> **TEXTE FOURNI**

Heap#

La structure heap ou tas en français est utilisée pour trier. Elle peut également servir à obtenir les k premiers éléments d’une liste.

Un tas est peut être considéré comme un tableau $T$ qui vérifie une condition assez simple, pour tout indice $i$ , alors $T[i] \geqslant \max(T[2i+1], T[2i+2])$ . On en déduit nécessairement que le premier élément du tableau est le plus grand. Maintenant comment transformer un tableau en un autre qui respecte cette contrainte ?

[2]:

%matplotlib inline

Transformer en tas#

[3]:

def swap(tab, i, j):
    "Echange deux éléments."
    tab[i], tab[j] = tab[j], tab[i]


def entas(heap):
    "Organise un ensemble selon un tas."
    modif = 1
    while modif > 0:
        modif = 0
        i = len(heap) - 1
        while i > 0:
            root = (i - 1) // 2
            if heap[root] < heap[i]:
                swap(heap, root, i)
                modif += 1
            i -= 1
    return heap


ens = [1, 2, 3, 4, 7, 10, 5, 6, 11, 12, 3]
entas(ens)

[3]:

[12, 11, 5, 10, 7, 3, 1, 6, 4, 3, 2]

Comme ce n’est pas facile de vérifer que c’est un tas, on le dessine.

Dessiner un tas#

[4]:

from teachpyx.tools import draw_diagram


def dessine_tas(heap):
    rows = ["blockdiag {"]
    for i, v in enumerate(heap):
        if i * 2 + 1 < len(heap):
            rows.append(
                '"[{}]={}" -> "[{}]={}";'.format(i, heap[i], i * 2 + 1, heap[i * 2 + 1])

> **ÉNONCÉ A**
Reproduisez intégralement le texte sur la structure de tas, sans aucune modification.
Le texte et les enregistrements proviennent de sources différentes.

> **DONNÉES FOURNIES**

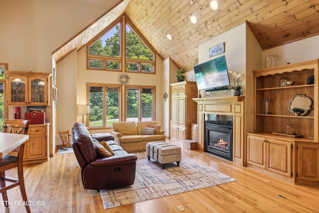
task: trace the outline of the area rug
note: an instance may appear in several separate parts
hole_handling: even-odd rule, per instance
[[[175,162],[162,169],[154,160],[148,161],[145,152],[134,154],[138,156],[134,184],[100,191],[105,209],[236,181],[186,156],[179,167]]]
[[[64,149],[59,149],[57,154],[68,154],[68,153],[74,153],[73,149],[69,147],[67,150]]]

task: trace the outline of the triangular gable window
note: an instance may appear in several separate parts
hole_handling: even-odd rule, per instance
[[[126,29],[126,58],[133,59],[142,59],[150,61],[154,60],[154,54],[138,37],[128,24]]]
[[[121,30],[122,26],[125,30]],[[125,16],[118,19],[87,46],[87,68],[155,73],[155,51],[136,32]],[[125,54],[121,53],[123,46]]]
[[[89,47],[89,54],[104,56],[121,56],[121,23],[111,29]]]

> **ÉNONCÉ B**
Renvoyez à l'identique les lignes des enregistrements, depuis celle qui contient « task: trace the outline of the triangular » jusqu'à la fin des enregistrements, bornes comprises.

> **SOLUTION COMPLÈTE A**
Heap#

La structure heap ou tas en français est utilisée pour trier. Elle peut également servir à obtenir les k premiers éléments d’une liste.

Un tas est peut être considéré comme un tableau $T$ qui vérifie une condition assez simple, pour tout indice $i$ , alors $T[i] \geqslant \max(T[2i+1], T[2i+2])$ . On en déduit nécessairement que le premier élément du tableau est le plus grand. Maintenant comment transformer un tableau en un autre qui respecte cette contrainte ?

[2]:

%matplotlib inline

Transformer en tas#

[3]:

def swap(tab, i, j):
    "Echange deux éléments."
    tab[i], tab[j] = tab[j], tab[i]


def entas(heap):
    "Organise un ensemble selon un tas."
    modif = 1
    while modif > 0:
        modif = 0
        i = len(heap) - 1
        while i > 0:
            root = (i - 1) // 2
            if heap[root] < heap[i]:
                swap(heap, root, i)
                modif += 1
            i -= 1
    return heap


ens = [1, 2, 3, 4, 7, 10, 5, 6, 11, 12, 3]
entas(ens)

[3]:

[12, 11, 5, 10, 7, 3, 1, 6, 4, 3, 2]

Comme ce n’est pas facile de vérifer que c’est un tas, on le dessine.

Dessiner un tas#

[4]:

from teachpyx.tools import draw_diagram


def dessine_tas(heap):
    rows = ["blockdiag {"]
    for i, v in enumerate(heap):
        if i * 2 + 1 < len(heap):
            rows.append(
                '"[{}]={}" -> "[{}]={}";'.format(i, heap[i], i * 2 + 1, heap[i * 2 + 1])

> **SOLUTION COMPLÈTE B**
task: trace the outline of the triangular gable window
note: an instance may appear in several separate parts
hole_handling: even-odd rule, per instance
[[[126,29],[126,58],[133,59],[142,59],[150,61],[154,60],[154,54],[138,37],[128,24]]]
[[[121,30],[122,26],[125,30]],[[125,16],[118,19],[87,46],[87,68],[155,73],[155,51],[136,32]],[[125,54],[121,53],[123,46]]]
[[[89,47],[89,54],[104,56],[121,56],[121,23],[111,29]]]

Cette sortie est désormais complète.